(Items from a data source)
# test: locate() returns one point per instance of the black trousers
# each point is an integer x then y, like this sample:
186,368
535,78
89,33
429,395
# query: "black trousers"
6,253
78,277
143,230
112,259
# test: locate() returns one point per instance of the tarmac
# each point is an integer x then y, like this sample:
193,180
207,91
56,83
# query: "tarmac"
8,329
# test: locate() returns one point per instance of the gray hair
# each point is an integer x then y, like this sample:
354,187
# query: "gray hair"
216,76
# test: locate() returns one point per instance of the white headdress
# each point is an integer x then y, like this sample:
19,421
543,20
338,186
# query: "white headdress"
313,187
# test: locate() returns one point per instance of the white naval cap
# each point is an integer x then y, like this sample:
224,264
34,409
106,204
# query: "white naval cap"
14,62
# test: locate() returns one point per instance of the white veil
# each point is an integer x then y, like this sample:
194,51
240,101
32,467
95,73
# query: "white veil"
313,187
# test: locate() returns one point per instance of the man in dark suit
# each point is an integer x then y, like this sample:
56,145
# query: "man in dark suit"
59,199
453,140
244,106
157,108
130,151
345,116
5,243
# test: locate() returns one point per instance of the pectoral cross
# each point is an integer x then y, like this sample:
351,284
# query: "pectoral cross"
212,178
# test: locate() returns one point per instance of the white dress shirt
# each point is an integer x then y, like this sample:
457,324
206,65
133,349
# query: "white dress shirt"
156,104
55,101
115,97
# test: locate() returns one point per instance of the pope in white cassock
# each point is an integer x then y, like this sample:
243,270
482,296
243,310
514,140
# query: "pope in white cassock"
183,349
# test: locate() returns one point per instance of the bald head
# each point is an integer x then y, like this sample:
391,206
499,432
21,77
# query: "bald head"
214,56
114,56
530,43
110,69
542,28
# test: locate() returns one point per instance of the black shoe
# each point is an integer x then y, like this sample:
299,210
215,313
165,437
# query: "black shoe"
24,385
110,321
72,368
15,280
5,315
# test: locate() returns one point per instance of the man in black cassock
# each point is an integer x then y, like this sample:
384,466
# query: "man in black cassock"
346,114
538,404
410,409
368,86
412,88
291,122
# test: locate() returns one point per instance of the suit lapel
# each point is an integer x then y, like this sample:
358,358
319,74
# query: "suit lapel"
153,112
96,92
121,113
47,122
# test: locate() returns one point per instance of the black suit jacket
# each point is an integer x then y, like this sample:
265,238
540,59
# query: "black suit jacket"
==
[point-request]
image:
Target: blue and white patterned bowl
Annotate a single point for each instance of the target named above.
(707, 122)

* _The exercise_:
Report how many lines of the records above contain the string "trousers", giving only the number.

* _Response to the exercise_:
2